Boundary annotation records
>>>

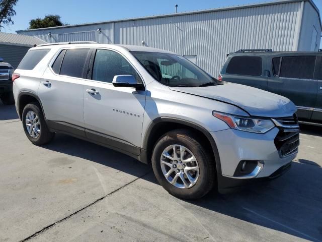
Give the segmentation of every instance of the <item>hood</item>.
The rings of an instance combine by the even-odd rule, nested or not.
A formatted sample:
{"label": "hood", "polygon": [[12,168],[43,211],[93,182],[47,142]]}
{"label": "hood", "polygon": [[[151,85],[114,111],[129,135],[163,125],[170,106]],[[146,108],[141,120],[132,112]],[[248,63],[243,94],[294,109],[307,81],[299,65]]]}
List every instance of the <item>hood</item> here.
{"label": "hood", "polygon": [[244,85],[229,83],[204,87],[170,88],[237,106],[252,116],[287,117],[292,116],[297,110],[288,98]]}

<<<

* _Work to be completed_:
Give back every line exactly as it stands, pictures excluded.

* _Response to this exercise_:
Give the segmentation of every instance of the <item>hood</item>.
The rings of an instance combine by the even-odd rule, nested or not.
A formatted sample:
{"label": "hood", "polygon": [[12,168],[43,211],[93,182],[47,142]]}
{"label": "hood", "polygon": [[[151,85],[114,111],[129,135],[163,125],[170,106]],[[146,108],[141,120],[132,112]],[[248,63],[243,94],[294,109],[307,81],[299,65]]]}
List every instance of the <item>hood</item> here.
{"label": "hood", "polygon": [[244,85],[229,83],[204,87],[170,88],[237,106],[252,116],[287,117],[292,116],[297,110],[288,98]]}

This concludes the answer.